§ **Given exercise**:
Copy out every item below verbatim, leaving out the pictures.

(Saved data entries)

--------------------------------

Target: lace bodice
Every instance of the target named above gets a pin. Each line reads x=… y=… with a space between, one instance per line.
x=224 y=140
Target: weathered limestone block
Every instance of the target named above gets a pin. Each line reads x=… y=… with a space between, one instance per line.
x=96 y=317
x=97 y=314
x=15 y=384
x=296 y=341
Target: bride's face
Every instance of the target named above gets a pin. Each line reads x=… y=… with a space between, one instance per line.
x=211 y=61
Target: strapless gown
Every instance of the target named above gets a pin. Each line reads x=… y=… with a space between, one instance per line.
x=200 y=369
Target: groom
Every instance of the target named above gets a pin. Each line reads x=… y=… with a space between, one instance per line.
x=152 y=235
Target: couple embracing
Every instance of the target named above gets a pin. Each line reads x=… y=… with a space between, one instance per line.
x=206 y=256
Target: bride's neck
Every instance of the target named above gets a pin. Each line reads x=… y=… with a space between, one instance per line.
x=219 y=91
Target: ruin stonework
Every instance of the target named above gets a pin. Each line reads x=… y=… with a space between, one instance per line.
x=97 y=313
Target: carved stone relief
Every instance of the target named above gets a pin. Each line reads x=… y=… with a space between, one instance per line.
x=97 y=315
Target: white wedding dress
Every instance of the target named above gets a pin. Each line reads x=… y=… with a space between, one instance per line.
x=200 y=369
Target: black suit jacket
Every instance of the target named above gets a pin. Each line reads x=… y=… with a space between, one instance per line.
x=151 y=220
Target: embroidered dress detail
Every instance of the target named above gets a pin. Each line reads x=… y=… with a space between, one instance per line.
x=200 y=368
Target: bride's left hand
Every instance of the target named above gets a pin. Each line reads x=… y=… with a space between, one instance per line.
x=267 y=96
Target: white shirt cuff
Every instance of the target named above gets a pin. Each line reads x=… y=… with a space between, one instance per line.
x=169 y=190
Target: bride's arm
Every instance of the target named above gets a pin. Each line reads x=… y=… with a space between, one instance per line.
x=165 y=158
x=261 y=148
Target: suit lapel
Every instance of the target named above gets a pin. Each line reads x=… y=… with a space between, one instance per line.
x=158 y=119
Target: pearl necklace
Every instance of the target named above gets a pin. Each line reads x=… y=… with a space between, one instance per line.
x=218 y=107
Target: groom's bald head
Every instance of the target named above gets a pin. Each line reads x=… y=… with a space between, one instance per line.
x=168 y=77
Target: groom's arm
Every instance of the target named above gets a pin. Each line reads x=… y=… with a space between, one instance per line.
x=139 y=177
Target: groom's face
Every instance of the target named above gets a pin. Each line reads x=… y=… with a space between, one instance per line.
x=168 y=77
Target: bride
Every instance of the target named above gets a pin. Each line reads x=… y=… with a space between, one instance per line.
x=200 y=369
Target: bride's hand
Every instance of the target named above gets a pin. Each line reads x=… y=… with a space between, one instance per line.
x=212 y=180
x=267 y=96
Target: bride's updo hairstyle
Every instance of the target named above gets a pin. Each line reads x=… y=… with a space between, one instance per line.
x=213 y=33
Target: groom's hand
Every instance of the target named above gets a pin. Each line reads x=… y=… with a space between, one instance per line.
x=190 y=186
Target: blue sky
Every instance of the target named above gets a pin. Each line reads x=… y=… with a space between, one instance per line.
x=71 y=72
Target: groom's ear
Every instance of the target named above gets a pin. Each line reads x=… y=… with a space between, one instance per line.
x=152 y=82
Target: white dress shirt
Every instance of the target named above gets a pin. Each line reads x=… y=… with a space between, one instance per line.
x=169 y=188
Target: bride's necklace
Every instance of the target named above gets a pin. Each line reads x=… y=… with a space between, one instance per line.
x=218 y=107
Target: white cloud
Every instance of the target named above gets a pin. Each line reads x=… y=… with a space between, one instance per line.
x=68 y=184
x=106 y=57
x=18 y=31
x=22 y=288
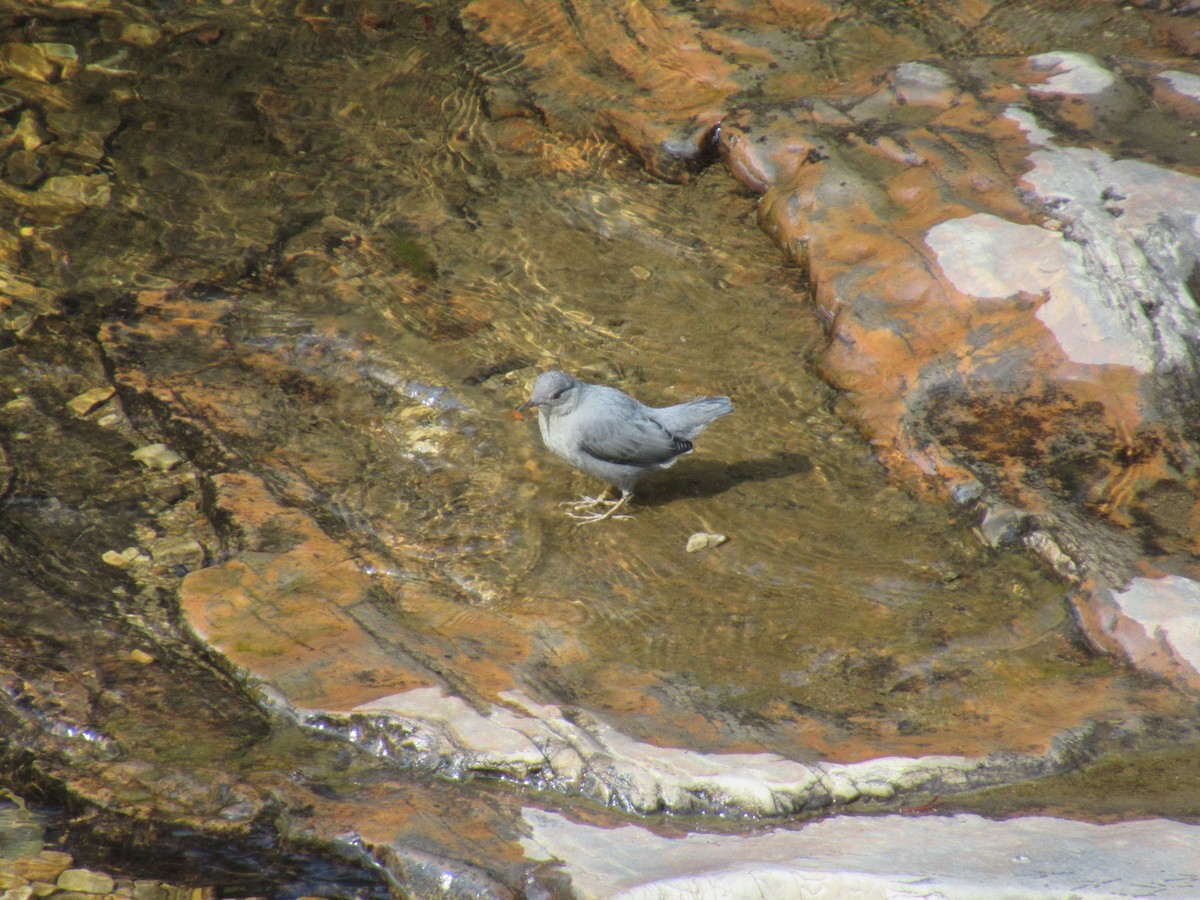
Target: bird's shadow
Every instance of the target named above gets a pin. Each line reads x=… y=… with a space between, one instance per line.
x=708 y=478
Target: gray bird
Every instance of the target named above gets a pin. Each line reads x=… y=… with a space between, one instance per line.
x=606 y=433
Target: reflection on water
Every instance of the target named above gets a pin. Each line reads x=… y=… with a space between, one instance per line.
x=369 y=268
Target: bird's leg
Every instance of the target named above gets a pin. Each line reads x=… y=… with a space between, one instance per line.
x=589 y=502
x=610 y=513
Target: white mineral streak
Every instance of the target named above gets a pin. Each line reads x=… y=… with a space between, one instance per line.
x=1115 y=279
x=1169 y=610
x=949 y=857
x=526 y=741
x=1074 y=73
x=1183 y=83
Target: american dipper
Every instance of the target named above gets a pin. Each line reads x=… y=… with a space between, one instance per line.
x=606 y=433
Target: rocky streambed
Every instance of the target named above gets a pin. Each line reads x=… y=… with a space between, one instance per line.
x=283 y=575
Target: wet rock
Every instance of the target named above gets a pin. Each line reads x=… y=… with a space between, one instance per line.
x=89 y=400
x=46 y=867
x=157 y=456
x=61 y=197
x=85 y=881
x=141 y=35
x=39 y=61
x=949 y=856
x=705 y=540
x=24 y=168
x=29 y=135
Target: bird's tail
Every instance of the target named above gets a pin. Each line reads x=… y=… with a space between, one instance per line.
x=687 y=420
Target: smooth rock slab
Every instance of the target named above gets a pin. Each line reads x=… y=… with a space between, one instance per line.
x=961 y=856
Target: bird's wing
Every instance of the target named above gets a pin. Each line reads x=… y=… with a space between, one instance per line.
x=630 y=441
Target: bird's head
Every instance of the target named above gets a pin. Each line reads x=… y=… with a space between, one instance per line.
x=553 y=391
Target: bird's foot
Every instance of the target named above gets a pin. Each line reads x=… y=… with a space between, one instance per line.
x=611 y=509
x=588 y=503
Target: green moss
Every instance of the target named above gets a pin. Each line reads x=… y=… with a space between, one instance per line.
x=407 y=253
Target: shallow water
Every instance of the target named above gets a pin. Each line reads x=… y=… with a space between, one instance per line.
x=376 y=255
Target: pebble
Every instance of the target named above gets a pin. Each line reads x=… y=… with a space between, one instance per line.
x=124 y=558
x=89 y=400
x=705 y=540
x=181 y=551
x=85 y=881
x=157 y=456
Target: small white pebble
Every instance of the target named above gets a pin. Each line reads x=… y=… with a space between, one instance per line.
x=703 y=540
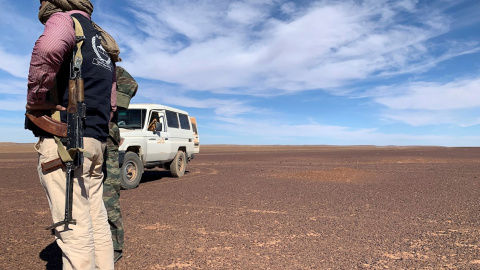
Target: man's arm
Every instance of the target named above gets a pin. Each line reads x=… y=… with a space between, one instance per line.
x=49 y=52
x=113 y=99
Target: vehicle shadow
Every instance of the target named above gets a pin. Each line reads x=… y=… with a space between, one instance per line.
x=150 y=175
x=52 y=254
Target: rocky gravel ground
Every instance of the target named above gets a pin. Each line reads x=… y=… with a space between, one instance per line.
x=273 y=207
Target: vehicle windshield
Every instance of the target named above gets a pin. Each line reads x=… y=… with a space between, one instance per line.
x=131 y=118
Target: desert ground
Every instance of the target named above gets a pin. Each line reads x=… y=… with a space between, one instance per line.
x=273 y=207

--------------------------------

§ **Solution to the exercise**:
Target: lace bodice
Every instance of the target named above gets a pin. Each line reads x=… y=… with a space between, one instance per line.
x=224 y=140
Target: weathered limestone block
Every instance of the target named above gets a pin. Each line reads x=… y=… with a space between, one instance per line.
x=96 y=317
x=97 y=314
x=15 y=384
x=296 y=341
Target: bride's face
Every instance of the target named above gets a pin. Each line reads x=… y=… with a space between, one instance per line.
x=211 y=61
Target: strapless gown
Every instance of the target named above gets a pin. Each line reads x=… y=… with a space between, one instance per line.
x=200 y=369
Target: groom
Every instance of the target named above gets a pin. Each line reads x=… y=… with a space between, one instance per line.
x=152 y=235
Target: couple embracing
Every instance of the target named above gets a pin. Each line reads x=… y=… with a space between, one instance per line.
x=206 y=256
Target: bride's neck
Every instance of the target named above gets a pin. Each line reads x=… y=… with a space between, one instance per line.
x=219 y=91
Target: ruin stonework
Every instance of the target named above gets a pin. Each line reads x=… y=… with a space between, one instance per line.
x=97 y=313
Target: carved stone relief
Every instance of the target named above gets a pin. Each line reads x=… y=… with a space between, one instance per line.
x=97 y=315
Target: white wedding dress
Every instance of the target named above gets a pin. Each line reads x=… y=… with a space between, one instance per line.
x=200 y=369
Target: black suit jacket
Every instance of the target named above gets a pin. Each line reads x=… y=… with a space between, one instance per line.
x=151 y=220
Target: embroidered dress detail
Every instance of the target named above gets a pin. Each line reads x=… y=… with a space between, one instance per line.
x=200 y=368
Target: bride's left hand
Every instance of the target named above gets a pin. Each line reads x=… y=… with a space between, one instance per line.
x=267 y=96
Target: white shirt cuff
Every instance of the target named above gets a pin. Each line reads x=… y=… with a space between, one instance per line.
x=169 y=190
Target: bride's arm
Every instance of the target named above gets a pin. Each line reads x=… y=… with a space between, one instance per line.
x=165 y=158
x=261 y=148
Target: suit lapel
Every instance of the target named above gets a pin. Each line reads x=… y=… with a space between, one instance per line.
x=158 y=119
Target: pearl necklace
Every instance of the target named above gets a pin. Each line reads x=… y=… with a space between, one instance per line.
x=218 y=107
Target: groom's bald head
Every instance of the target named above gets a pin. Each line reads x=… y=… with a space between, one instance per line.
x=168 y=77
Target: groom's arm
Every instance of the target named above gets a pin. Each line reads x=… y=… with a space between, one instance per line.
x=139 y=177
Target: groom's face
Every instance of the target named above gets a pin. Each line reads x=… y=… with a space between, one instance per line.
x=168 y=77
Target: bride
Every instance of the target named above gets a pin. Each line reads x=… y=… with a space between, one instance per line.
x=200 y=369
Target: bride's hand
Every instance of the target named above gets a pin. Each line reads x=… y=… with a space between, one instance per line.
x=212 y=180
x=267 y=96
Target: bride's updo hairstyle
Every instance of the target named above gets a pin. Each line reads x=… y=… with a space between, one instance per line.
x=213 y=33
Target: groom's hand
Every instance of the target named above gets a pin. Each line reads x=… y=… with a space between, one instance per line.
x=190 y=186
Target: blue sky
Every instance of the target named above gets a pin. Each line reads x=… y=… with a space between, one instance per line.
x=71 y=72
Target: groom's ear
Every instance of the target named above gets a pin. Each line reads x=… y=… with a space between, one instance per line.
x=152 y=82
Target: white dress shirt
Every instance of the target named above gets a pin. Each line reads x=… y=… with a space between, one instance per line.
x=169 y=188
Target: bride's necklace
Every instance of the target named above gets a pin. Each line reads x=… y=… with a space between, one instance per line.
x=218 y=107
Target: white cloud
Every instance of the target named above gets a pin. Each line reads x=… y=… with a space between, one instance per line.
x=68 y=184
x=106 y=57
x=18 y=31
x=22 y=288
Target: bird's shadow
Every instance of the target named above gets a pin. Each line reads x=… y=… with a space between, one instance per line.
x=708 y=478
Target: gray bird
Every instance of the target named above gets a pin. Each line reads x=… y=… with a space between, one instance per line.
x=606 y=433
Target: reflection on water
Every instance of the target named above gets a pin. Each line reads x=… y=… with a space between, one instance per line.
x=369 y=268
Target: bird's leg
Every instance of the target named above gets a pin. Each line reads x=… y=… with a space between, one instance per line.
x=589 y=502
x=610 y=513
Target: white mineral streak
Every instance of the target named above gets a pin. Each line reads x=… y=… with a space between, one instance per line.
x=1115 y=279
x=1169 y=610
x=949 y=857
x=526 y=741
x=1074 y=73
x=1183 y=83
Target: american dipper
Every instance of the target named above gets a pin. Each line reads x=… y=… with a space between, one instance per line.
x=606 y=433
Target: rocky streambed
Every instance of the target named above gets a pin. Each line reads x=… y=… with a space between, one instance per line.
x=283 y=575
Target: wet rock
Every instance of the target named above gets a pin. Each line reads x=… y=… with a space between, one instance per line.
x=89 y=400
x=46 y=867
x=157 y=456
x=61 y=197
x=85 y=881
x=141 y=35
x=39 y=61
x=949 y=856
x=705 y=540
x=24 y=168
x=29 y=135
Target: bird's tail
Every instance of the target named above gets a pin. Each line reads x=… y=… with a space between, one instance per line.
x=687 y=420
Target: smooth rock slab
Every instance of the target named above gets a pin. Each line reads x=… y=… with a space between, one instance per line.
x=961 y=856
Target: bird's wing
Every instance of the target named above gets a pin. Each line reads x=… y=… with a space between, one instance per line.
x=630 y=441
Target: bird's head
Every instance of the target named above gets a pin. Each line reads x=… y=… with a space between, one instance per line.
x=553 y=391
Target: bird's foot
Every instance of the target named above gets a pin. Each line reads x=… y=… with a space between, one instance per line.
x=611 y=509
x=588 y=503
Target: green moss
Every instance of the target named above gets a pin. Each line reads x=… y=… with a space between, one instance per line.
x=407 y=253
Target: shallow water
Every instance of the target named above gets a pin. Each line reads x=… y=… with a space between, one instance per line.
x=376 y=255
Target: pebble
Every instance of the target named above gets a pin. Each line reads x=… y=… with a space between, one instance per line.
x=124 y=558
x=89 y=400
x=705 y=540
x=181 y=551
x=85 y=881
x=157 y=456
Target: small white pebble
Every instance of the target named above gets a pin. Each line reads x=… y=… with a space between, one instance per line.
x=703 y=540
Target: man's arm
Every instance of the target named above gets a pin. Each line reads x=… y=… with a space between, one instance per line.
x=49 y=52
x=113 y=99
Target: vehicle shadow
Every instance of the target named above gets a pin. Each line reads x=… y=… with a space between, one instance per line.
x=150 y=175
x=52 y=254
Target: rocky gravel ground
Every instance of the target named above gets a pin. Each line reads x=… y=… with a space between, one instance per line.
x=273 y=207
Target: vehicle windshield
Every instance of the target named above gets a pin. Each line reads x=… y=… with a space between, one instance per line.
x=131 y=118
Target: desert ground
Every instance of the target named above gets a pin. Each line reads x=… y=… with a space between, one instance per line.
x=273 y=207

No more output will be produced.